:: EXTRACT PROVIDED ::

Meidan Alon
Meidan Alon

Reputation: 3094

Regex for matching groups but excluding a specific combination of groups

I'm trying to match two groups in an expression, each group represents a single letter in initials as part of a name, for example in George R. R. Martin the first group would match the first R and the second group would match the second R, I have something like this:

\b([a-zA-Z])[\.{0,1} {0,1}]{1,2}([a-zA-Z])\b

However, I'd like to exclude a specific combination of those groups, say when the first group matches the letter d and the second group matches the letter r.

Is that possible?

Upvotes: 1

Views: 2348

Answers (1)

Wiktor Stribiżew
Wiktor Stribiżew

Reputation: 626794

You may restrict matches with a negative lookahead:

\b(?![dD]\.? ?[rR]\b)([a-zA-Z])\.? ?([a-zA-Z])\b
  ^^^^^^^^^^^^^^^^^^^ 

See the regex demo

Note:

  • The (?![dD]\.? ?[rR]\b) lookahead should be better placed after the word boundary, so that the check only gets triggered upon encountering a word boundary, not at every location in string
  • The lookahead is negative, it fails the match if the pattern inside it matches the text
  • It matches: a d or D with [dD], then an optional literal dot with \.?, an optional space with ?, an r or R with [rR] and a trailing word boundary \b.

The main pattern is a more generic pattern - \b([a-zA-Z])\.? ?([a-zA-Z]):

  • \b - leading word boundary
  • (?![dD]\.? ?[rR]\b) - the negative lookahead
  • ([a-zA-Z]) - Group 1 capturing an ASCII letter
  • \.? - an optional dot
  • ? - an optional space
  • ([a-zA-Z]) - Group 2 capturing an ASCII letter
  • \b - a trailing word boundary

Upvotes: 2

Related Questions

:::
:: INFORMATION SUPPLIED ::

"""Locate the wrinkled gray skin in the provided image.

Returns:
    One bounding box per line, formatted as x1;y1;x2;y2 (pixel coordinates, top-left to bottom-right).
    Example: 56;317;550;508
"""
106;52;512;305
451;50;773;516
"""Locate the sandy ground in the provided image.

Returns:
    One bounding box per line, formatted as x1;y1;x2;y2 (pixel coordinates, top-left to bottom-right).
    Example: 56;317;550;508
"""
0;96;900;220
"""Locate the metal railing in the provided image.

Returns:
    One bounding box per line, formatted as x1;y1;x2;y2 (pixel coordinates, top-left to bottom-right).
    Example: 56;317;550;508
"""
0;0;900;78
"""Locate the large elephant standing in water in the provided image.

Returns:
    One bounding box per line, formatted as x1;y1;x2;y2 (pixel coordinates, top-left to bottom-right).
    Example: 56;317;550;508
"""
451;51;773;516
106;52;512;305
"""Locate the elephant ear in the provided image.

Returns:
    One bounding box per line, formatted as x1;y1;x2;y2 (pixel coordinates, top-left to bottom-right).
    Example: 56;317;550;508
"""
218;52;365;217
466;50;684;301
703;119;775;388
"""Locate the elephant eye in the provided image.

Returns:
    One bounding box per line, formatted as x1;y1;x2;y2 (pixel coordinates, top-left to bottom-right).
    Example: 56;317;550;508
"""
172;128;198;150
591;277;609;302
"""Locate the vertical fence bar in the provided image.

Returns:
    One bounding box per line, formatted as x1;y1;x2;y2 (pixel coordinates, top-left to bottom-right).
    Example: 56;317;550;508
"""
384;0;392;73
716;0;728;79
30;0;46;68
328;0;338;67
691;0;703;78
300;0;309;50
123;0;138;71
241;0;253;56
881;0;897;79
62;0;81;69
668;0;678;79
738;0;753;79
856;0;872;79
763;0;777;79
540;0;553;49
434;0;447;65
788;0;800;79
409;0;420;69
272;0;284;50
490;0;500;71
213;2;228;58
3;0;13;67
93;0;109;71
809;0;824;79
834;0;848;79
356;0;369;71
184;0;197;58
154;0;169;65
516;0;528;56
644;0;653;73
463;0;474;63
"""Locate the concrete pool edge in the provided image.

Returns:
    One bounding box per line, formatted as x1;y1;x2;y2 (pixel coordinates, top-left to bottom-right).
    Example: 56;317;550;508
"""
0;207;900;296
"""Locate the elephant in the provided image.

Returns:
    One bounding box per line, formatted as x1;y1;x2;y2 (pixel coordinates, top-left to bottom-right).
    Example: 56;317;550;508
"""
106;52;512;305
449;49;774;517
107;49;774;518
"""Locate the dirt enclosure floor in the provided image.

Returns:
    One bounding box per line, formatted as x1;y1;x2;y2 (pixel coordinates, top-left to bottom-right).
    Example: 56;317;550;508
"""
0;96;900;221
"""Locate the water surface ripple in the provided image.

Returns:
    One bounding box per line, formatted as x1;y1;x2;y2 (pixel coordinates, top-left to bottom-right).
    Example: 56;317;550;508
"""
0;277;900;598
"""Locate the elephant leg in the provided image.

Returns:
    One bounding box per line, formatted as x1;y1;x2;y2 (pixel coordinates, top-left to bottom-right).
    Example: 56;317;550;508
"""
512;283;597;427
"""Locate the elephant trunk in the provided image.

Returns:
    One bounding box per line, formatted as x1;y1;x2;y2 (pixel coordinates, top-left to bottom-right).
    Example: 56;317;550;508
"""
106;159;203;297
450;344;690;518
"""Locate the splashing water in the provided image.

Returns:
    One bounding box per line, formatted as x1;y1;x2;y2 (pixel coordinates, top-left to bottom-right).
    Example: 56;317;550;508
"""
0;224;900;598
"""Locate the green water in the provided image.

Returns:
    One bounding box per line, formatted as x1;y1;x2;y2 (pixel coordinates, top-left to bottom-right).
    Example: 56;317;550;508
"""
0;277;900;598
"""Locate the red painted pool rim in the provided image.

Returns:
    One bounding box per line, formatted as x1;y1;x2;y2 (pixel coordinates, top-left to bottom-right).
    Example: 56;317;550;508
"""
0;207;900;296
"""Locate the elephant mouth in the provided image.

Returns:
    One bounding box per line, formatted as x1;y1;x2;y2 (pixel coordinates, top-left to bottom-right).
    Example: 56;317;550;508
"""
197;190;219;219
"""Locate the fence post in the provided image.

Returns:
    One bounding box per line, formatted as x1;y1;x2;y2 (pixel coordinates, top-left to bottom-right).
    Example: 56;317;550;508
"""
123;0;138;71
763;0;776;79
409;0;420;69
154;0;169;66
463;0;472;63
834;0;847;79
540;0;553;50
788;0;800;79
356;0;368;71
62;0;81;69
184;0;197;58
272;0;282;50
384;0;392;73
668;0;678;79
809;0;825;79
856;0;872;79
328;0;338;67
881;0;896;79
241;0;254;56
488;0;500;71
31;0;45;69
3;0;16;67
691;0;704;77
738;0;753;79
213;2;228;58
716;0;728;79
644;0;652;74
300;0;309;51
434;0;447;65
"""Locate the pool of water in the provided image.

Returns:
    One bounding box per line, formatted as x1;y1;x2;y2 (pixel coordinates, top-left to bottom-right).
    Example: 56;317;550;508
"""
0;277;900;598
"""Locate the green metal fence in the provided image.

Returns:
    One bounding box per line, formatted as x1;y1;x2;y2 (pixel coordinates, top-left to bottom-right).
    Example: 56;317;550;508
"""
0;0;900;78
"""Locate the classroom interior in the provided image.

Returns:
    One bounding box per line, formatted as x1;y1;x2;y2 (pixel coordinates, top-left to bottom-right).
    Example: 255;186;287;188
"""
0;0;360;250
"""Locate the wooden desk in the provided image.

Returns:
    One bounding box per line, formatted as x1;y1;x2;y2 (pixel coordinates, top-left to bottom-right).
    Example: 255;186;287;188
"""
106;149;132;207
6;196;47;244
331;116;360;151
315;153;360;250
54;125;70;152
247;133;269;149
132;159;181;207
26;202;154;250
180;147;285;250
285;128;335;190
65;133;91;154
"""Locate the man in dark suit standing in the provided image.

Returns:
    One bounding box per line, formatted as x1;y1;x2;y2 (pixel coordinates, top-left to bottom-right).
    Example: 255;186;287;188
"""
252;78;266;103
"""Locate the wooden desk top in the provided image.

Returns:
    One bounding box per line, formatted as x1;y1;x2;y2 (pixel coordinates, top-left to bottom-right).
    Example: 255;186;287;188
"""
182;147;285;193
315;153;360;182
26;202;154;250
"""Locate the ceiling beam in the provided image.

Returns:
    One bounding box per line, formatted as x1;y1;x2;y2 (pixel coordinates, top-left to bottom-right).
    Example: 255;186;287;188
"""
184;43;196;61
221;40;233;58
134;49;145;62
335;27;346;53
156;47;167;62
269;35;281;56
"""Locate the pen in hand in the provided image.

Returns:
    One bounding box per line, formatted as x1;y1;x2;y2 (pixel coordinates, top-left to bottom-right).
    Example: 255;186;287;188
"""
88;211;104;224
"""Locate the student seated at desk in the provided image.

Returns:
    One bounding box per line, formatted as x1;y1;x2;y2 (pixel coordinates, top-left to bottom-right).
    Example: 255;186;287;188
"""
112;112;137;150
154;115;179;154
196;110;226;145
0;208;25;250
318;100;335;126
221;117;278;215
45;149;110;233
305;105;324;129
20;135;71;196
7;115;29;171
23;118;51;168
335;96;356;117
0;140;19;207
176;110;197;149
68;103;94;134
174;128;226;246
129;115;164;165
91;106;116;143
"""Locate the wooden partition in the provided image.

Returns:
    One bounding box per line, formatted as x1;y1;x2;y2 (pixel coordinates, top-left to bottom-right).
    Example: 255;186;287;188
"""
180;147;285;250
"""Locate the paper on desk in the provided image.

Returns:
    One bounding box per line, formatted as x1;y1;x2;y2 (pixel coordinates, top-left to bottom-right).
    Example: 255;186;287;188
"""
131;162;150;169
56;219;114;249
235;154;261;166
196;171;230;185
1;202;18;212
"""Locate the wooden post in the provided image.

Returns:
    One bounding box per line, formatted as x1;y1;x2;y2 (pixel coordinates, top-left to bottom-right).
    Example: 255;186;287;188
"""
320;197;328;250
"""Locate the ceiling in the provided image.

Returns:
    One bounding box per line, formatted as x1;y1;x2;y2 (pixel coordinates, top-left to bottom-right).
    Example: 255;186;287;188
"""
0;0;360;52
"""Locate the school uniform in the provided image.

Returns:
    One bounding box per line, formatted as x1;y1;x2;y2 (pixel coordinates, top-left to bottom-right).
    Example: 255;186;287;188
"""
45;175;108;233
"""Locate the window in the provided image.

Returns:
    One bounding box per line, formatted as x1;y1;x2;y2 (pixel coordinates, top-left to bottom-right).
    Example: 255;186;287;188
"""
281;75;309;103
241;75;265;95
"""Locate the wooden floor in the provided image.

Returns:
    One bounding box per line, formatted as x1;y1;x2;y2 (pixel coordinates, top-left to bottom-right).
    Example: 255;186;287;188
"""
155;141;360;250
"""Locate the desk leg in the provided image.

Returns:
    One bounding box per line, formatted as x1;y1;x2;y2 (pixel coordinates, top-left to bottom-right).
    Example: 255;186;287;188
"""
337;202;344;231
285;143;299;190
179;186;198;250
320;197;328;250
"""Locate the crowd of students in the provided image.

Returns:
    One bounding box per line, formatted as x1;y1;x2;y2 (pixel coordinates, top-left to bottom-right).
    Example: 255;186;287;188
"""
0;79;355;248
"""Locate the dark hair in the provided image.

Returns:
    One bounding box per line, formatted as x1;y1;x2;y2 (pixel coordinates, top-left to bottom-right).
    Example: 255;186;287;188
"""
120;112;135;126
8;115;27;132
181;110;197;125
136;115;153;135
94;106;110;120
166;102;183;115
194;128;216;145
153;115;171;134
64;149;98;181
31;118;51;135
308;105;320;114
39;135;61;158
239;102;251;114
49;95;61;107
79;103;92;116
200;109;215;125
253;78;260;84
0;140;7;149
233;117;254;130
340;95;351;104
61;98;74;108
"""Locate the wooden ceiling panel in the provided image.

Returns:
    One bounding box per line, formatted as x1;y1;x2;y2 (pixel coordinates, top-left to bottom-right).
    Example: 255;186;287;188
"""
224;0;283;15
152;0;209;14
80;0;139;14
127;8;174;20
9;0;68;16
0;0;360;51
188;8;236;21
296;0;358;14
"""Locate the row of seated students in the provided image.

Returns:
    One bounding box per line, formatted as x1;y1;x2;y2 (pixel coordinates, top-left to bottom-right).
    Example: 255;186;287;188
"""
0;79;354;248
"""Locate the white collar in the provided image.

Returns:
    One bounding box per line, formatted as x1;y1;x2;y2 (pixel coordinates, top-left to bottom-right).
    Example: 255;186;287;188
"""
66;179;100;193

:::

TASK DIRECTIONS: Return the stretch of the regex thread from "See the regex" through "word boundary \b.", unchanged. Base your work on the regex thread only.

REPLY TO THE TASK:
See the regex demo

Note:

  • The (?![dD]\.? ?[rR]\b) lookahead should be better placed after the word boundary, so that the check only gets triggered upon encountering a word boundary, not at every location in string
  • The lookahead is negative, it fails the match if the pattern inside it matches the text
  • It matches: a d or D with [dD], then an optional literal dot with \.?, an optional space with ?, an r or R with [rR] and a trailing word boundary \b.